START TEXT SEGMENT

Study Strategies That Work
Because the memorization load is so large, passive reading is rarely enough. The most effective approaches combine several active techniques. Sketching and labeling anatomical structures activates visual, spatial, and motor processing at the same time, making it more effective than simply reviewing diagrams. Three-dimensional anatomy apps let you rotate and explore structures from every angle, which is especially helpful if your lab uses flat images or 2D models.
Mnemonics are a staple of anatomy study. Students create acronyms, rhymes, or absurd mental images to remember lists of structures. The classic mnemonic for the twelve cranial nerves, “Oh, Oh, Oh, To Touch And Feel Very Green Vegetables, AH,” has been passed down through generations of students. For the eight carpal bones of the wrist: “Some Lovers Try Positions That They Can’t Handle.” The most effective mnemonics tend to be ones you create yourself, since the act of building them strengthens the memory.
Active recall, testing yourself repeatedly rather than re-reading notes, is one of the most well-supported study methods for this kind of material. Flashcards paired with spaced repetition (reviewing cards at increasing intervals) are far more effective for long-term retention than cramming. The memory palace technique, where you mentally place anatomical facts in familiar locations like rooms in your house and “walk” through them during recall, also works well for sequential lists. Connecting anatomy to physiology, linking a structure to what it does, helps create meaningful associations that stick better than isolated facts.
Who Takes Anatomy
Anatomy is a core requirement for nearly every healthcare training pathway. Among physical therapy programs in the U.S., 97% require at least one anatomy or anatomy and physiology course for admission. Medical, dental, nursing, and physiotherapy programs all build on anatomical knowledge as a foundation. Beyond clinical professions, anatomy coursework is relevant for careers in biomedical research, health education, forensic science, athletic training, and fitness instruction.
Prerequisites vary by institution, but most anatomy courses require at least one semester of general biology. Some programs also expect introductory chemistry. At the community college level, prerequisites may be lighter, sometimes just a placement test or a basic biology course. Medical school anatomy courses assume much more background and move at a faster pace, often compressing what undergraduates learn in two semesters into a few intensive weeks.
What to Expect Day to Day
A typical week in an undergraduate anatomy course includes two or three hours of lecture and two to four hours of lab. Lectures cover the theory: where structures are, how they relate to each other, and clinical scenarios that illustrate why it matters. Labs are where you apply that knowledge by identifying structures on physical or digital specimens. Most courses have multiple exams throughout the semester, with lab practicals interspersed between written tests.
The workload is front-loaded with terminology and the skeletal system, then builds in complexity as you move into muscles, nerves, and organs. Students who fall behind in the first few weeks often struggle to catch up because later material assumes fluency with the directional terms and foundational structures covered early on. Staying current with memorization from the start, rather than trying to cram before exams, is the single most common piece of advice from students who’ve been through it.

END TEXT SEGMENT

# EXERCISES:
(1) Decide whether each statement agrees with the text on anatomy study. Answer yes or no, and quote the deciding words of the text. (a) Among U.S. physical therapy programs, 97% require at least one anatomy or anatomy and physiology course for admission. (b) The most effective mnemonics tend to be ones taken from textbooks. (c) A typical week in an undergraduate anatomy course includes four to six hours of lecture.
(2) Reproduce a passage from the text on anatomy study without changes, beginning at the words "What to Expect" and stopping after the words "between written tests.".

START LISTED ENTRIES

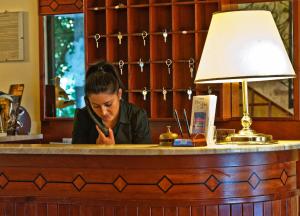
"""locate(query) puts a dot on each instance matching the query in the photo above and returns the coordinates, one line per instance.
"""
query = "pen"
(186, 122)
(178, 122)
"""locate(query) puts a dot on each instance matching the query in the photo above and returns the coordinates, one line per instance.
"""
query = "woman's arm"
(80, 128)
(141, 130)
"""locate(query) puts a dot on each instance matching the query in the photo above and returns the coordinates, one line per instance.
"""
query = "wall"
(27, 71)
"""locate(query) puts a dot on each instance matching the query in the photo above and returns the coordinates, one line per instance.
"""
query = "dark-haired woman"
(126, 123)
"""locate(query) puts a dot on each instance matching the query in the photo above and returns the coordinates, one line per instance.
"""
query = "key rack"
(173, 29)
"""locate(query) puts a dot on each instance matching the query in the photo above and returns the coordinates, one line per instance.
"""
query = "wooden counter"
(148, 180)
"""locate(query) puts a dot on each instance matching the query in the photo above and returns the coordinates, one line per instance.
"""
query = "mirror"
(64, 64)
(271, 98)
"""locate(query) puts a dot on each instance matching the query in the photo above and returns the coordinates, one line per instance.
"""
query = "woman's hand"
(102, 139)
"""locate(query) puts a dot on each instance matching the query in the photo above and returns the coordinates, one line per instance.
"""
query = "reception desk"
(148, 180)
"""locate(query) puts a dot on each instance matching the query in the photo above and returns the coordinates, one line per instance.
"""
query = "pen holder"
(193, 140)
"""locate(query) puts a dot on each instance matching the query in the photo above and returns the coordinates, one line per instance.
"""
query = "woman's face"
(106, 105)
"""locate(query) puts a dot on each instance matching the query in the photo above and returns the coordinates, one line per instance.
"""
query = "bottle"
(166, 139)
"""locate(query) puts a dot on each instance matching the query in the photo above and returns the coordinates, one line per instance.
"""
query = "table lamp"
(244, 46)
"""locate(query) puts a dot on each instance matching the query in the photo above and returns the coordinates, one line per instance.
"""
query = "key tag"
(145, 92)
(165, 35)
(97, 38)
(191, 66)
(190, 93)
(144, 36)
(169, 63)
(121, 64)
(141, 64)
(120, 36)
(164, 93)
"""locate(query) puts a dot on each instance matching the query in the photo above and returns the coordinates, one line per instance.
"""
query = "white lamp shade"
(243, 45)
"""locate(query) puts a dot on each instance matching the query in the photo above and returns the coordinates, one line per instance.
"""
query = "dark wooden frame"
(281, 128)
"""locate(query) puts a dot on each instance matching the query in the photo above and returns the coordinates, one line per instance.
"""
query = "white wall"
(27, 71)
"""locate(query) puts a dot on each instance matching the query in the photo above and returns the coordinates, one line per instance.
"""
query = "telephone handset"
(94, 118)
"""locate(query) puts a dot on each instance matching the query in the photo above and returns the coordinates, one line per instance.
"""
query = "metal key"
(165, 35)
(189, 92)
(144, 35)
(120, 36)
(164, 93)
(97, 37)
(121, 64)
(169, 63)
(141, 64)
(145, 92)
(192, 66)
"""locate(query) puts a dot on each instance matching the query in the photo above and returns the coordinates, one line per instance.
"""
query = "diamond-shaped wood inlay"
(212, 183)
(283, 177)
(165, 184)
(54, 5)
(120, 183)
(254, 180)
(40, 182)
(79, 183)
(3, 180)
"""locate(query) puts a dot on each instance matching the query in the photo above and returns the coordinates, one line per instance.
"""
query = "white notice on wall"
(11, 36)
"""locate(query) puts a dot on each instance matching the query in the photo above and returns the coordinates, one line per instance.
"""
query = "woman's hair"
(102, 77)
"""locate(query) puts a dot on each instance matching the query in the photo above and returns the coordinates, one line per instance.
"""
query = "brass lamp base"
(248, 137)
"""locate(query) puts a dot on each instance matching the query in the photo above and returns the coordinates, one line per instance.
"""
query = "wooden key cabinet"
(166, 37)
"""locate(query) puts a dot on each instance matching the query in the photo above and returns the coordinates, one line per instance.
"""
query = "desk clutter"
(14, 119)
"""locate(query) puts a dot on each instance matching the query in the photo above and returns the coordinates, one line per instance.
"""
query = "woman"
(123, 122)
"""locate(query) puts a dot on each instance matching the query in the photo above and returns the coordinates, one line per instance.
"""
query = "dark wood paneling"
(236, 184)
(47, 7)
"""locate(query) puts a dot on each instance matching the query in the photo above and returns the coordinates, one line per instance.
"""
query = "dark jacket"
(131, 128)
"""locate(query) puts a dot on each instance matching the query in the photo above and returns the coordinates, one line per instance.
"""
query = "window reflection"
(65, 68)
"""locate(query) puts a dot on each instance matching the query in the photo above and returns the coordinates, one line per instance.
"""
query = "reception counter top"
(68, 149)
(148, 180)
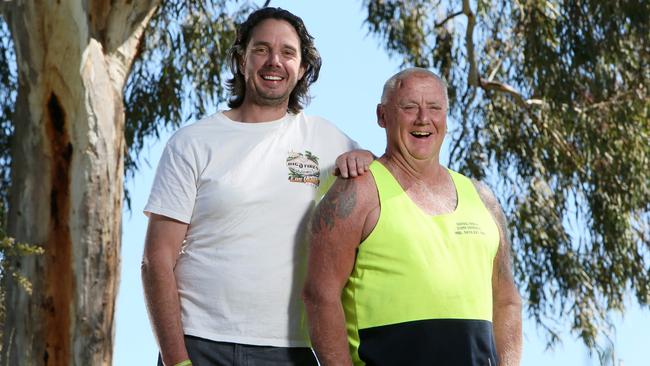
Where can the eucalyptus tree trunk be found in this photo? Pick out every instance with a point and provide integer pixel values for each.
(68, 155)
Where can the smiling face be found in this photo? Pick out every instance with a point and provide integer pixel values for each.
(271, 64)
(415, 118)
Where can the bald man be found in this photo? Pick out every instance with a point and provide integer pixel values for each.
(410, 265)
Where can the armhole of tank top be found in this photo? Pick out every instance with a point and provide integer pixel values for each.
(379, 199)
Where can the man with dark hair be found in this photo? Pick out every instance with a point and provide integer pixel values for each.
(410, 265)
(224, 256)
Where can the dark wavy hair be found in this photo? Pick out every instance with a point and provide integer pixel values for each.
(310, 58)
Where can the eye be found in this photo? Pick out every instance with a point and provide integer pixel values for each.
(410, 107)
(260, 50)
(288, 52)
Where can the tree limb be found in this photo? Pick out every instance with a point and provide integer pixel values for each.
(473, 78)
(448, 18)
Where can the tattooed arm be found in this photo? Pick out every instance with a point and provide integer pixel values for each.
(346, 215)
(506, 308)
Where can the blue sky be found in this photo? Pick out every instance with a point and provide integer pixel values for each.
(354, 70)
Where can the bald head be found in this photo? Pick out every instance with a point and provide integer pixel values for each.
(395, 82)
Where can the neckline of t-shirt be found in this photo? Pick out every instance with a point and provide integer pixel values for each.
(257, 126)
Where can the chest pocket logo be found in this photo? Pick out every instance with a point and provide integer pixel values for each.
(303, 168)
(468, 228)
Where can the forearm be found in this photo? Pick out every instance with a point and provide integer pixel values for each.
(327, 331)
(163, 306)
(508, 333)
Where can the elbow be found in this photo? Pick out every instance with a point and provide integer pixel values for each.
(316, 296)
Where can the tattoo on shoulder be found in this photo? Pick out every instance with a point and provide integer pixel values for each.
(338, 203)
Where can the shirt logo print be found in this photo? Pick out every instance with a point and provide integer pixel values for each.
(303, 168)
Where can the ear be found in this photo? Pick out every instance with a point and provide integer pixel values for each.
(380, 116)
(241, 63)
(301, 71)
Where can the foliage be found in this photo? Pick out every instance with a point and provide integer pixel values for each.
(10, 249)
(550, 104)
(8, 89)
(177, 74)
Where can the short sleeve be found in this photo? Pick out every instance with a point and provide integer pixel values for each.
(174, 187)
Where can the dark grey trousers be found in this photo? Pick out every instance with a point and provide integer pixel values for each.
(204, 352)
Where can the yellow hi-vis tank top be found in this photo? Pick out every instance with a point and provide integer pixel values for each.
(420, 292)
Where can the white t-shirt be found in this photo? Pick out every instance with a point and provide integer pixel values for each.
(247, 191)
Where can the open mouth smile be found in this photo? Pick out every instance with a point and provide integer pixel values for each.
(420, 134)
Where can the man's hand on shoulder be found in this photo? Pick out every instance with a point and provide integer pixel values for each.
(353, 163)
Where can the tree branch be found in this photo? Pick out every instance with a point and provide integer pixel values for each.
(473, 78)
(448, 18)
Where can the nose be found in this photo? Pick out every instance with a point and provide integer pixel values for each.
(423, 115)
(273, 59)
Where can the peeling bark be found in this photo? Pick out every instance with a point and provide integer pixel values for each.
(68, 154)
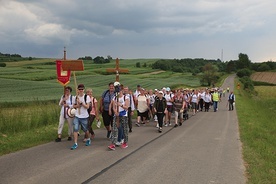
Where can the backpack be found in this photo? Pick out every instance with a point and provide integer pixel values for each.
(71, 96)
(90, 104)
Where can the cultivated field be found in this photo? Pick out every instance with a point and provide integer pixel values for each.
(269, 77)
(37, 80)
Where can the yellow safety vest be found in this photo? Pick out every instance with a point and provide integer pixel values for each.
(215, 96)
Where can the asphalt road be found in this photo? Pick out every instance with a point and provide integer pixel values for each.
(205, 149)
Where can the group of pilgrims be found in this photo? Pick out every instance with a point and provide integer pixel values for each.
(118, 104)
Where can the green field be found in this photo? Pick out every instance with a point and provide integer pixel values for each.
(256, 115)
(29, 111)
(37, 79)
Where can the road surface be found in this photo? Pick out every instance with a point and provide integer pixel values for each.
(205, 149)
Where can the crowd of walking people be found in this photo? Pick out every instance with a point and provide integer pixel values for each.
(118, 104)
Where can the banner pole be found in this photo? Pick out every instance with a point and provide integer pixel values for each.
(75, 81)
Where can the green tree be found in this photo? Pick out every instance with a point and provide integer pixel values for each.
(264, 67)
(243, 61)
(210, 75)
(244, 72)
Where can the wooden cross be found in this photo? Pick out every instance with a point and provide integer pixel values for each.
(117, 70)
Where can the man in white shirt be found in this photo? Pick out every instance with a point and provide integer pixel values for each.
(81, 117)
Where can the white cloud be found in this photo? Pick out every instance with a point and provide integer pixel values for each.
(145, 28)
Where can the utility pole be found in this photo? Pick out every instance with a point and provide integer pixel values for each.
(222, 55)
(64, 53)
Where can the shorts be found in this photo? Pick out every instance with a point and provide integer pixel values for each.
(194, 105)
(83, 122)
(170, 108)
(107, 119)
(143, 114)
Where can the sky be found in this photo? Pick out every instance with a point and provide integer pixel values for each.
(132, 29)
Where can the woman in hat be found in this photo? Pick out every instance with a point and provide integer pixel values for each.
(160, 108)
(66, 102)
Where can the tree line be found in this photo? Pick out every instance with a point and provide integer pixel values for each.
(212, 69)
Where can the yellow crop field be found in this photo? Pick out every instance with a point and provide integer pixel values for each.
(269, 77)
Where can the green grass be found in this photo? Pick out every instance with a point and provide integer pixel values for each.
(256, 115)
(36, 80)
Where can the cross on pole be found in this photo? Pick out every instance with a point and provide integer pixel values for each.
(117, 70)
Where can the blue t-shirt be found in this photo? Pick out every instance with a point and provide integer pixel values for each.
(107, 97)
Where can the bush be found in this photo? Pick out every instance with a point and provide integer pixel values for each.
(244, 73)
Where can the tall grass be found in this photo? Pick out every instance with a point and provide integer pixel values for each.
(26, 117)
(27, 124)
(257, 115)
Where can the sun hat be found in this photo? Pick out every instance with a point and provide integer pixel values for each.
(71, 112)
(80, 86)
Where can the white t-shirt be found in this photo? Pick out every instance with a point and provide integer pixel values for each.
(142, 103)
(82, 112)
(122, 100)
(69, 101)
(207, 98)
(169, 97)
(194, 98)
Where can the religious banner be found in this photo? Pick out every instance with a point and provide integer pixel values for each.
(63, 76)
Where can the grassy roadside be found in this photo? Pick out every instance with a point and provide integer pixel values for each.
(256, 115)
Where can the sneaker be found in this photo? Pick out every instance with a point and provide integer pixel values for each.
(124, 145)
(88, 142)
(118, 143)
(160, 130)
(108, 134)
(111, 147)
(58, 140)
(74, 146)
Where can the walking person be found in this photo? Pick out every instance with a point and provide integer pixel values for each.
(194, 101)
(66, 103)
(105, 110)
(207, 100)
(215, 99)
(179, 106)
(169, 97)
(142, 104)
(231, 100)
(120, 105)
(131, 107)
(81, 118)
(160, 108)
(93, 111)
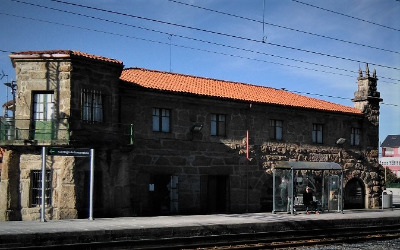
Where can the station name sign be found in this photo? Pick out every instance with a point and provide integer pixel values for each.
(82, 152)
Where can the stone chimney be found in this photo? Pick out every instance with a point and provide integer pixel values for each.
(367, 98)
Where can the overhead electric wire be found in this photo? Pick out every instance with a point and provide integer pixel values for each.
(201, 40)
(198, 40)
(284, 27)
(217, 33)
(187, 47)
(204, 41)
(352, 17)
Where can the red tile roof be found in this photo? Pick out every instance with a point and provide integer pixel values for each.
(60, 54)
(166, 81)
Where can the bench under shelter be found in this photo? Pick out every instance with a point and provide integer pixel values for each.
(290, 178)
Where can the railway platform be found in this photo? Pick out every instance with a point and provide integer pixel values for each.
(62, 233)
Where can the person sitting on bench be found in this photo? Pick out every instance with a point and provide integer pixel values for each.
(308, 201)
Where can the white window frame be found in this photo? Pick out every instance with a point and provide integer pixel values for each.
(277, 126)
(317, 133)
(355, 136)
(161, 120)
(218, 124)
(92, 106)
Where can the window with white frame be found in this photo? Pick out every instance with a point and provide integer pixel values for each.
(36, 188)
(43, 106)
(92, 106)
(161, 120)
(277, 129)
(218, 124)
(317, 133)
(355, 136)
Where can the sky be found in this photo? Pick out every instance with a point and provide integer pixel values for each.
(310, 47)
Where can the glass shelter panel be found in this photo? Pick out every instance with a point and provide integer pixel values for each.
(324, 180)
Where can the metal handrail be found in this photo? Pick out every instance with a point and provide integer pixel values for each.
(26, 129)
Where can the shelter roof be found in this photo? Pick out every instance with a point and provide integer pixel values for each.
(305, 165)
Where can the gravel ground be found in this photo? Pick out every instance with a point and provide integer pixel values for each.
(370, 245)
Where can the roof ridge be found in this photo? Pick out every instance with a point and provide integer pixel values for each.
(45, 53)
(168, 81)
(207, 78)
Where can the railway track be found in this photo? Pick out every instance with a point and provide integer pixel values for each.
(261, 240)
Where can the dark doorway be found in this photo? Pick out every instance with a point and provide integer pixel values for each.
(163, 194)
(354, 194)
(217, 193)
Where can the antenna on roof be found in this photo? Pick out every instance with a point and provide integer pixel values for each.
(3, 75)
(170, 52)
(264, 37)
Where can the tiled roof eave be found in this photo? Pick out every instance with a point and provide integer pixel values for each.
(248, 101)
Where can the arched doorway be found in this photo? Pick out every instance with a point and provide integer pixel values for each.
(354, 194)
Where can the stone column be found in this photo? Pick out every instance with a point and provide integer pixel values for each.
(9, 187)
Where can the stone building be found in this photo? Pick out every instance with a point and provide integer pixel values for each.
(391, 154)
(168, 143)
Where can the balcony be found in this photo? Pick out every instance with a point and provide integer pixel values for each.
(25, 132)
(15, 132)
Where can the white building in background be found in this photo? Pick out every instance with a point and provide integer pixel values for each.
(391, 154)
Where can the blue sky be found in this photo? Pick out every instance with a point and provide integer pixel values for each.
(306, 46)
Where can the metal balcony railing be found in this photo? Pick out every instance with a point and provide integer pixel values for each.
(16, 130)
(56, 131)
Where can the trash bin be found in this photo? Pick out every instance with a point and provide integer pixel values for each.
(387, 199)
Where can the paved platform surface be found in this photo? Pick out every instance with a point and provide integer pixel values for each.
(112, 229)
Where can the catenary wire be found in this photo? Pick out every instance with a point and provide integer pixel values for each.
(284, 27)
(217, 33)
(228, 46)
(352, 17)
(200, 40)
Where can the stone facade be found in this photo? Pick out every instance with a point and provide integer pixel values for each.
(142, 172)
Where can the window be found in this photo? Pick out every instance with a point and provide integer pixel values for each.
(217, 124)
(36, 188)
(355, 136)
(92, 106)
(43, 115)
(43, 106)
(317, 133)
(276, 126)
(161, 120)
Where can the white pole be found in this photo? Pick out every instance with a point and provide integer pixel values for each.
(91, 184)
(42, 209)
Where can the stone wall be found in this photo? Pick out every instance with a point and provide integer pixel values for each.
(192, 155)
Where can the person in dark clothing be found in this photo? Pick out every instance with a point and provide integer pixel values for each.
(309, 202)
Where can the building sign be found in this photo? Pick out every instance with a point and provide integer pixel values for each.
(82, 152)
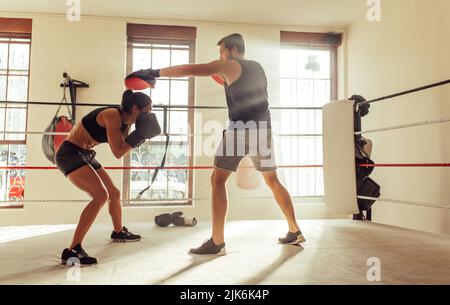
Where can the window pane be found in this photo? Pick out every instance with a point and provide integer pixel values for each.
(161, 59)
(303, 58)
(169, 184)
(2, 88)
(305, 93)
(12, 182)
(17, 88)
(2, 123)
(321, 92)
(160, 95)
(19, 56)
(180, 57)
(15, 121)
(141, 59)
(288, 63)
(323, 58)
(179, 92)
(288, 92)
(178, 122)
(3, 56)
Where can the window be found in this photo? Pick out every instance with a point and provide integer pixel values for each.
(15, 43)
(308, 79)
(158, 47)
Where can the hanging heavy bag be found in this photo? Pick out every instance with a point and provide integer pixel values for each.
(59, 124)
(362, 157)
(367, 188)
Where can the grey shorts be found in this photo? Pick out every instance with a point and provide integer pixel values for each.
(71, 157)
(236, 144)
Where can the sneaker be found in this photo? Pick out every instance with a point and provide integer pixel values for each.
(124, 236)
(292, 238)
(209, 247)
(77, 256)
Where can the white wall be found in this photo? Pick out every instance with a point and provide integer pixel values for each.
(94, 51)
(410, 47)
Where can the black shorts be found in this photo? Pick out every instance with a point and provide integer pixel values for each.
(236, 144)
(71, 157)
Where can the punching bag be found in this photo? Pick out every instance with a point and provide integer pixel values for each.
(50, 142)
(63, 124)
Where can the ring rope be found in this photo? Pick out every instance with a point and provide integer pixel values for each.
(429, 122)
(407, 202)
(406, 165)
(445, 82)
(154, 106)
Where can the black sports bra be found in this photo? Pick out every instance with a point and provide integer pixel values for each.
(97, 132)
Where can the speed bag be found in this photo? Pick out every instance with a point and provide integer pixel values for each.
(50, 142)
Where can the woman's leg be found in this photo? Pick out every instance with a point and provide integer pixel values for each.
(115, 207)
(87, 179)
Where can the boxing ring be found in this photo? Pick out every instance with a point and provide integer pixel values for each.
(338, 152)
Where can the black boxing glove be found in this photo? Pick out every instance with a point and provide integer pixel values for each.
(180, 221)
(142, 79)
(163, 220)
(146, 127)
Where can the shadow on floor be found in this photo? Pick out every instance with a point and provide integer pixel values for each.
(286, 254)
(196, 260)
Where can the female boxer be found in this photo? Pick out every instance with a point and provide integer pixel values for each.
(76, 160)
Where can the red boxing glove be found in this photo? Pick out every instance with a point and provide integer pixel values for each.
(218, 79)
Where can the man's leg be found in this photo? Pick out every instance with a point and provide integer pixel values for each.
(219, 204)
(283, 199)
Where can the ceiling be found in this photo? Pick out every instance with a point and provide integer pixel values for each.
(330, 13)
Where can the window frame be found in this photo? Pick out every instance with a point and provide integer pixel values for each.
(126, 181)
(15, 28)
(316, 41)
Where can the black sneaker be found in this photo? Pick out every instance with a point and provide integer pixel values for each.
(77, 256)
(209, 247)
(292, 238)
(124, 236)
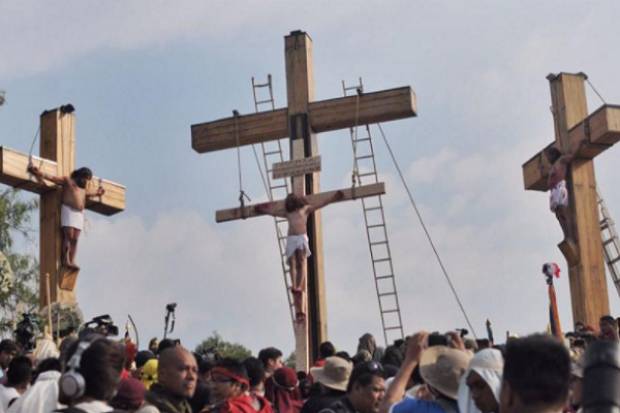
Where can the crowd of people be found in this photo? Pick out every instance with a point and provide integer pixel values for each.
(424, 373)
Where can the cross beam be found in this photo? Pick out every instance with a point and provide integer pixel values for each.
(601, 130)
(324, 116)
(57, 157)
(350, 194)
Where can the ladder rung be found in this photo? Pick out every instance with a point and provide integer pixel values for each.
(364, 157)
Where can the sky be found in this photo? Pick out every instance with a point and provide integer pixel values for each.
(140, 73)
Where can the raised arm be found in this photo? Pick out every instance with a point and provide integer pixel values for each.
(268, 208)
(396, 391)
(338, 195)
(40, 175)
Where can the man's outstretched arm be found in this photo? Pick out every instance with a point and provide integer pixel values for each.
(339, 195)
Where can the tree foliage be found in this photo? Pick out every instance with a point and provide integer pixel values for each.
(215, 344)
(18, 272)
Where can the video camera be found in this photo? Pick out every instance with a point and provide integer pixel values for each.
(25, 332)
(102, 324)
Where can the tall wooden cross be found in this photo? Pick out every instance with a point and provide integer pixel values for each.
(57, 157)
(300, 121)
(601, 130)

END LISTED ENTRIES

# TASK SOLUTIONS:
(1)
(a) Yes: "Among physical therapy programs in the U.S., 97% require at least one anatomy or anatomy and physiology course for admission."
(b) No: "The most effective mnemonics tend to be ones you create yourself, since the act of building them strengthens the memory."
(c) No: "A typical week in an undergraduate anatomy course includes two or three hours of lecture and two to four hours of lab."

(2)
What to Expect Day to Day
A typical week in an undergraduate anatomy course includes two or three hours of lecture and two to four hours of lab. Lectures cover the theory: where structures are, how they relate to each other, and clinical scenarios that illustrate why it matters. Labs are where you apply that knowledge by identifying structures on physical or digital specimens. Most courses have multiple exams throughout the semester, with lab practicals interspersed between written tests.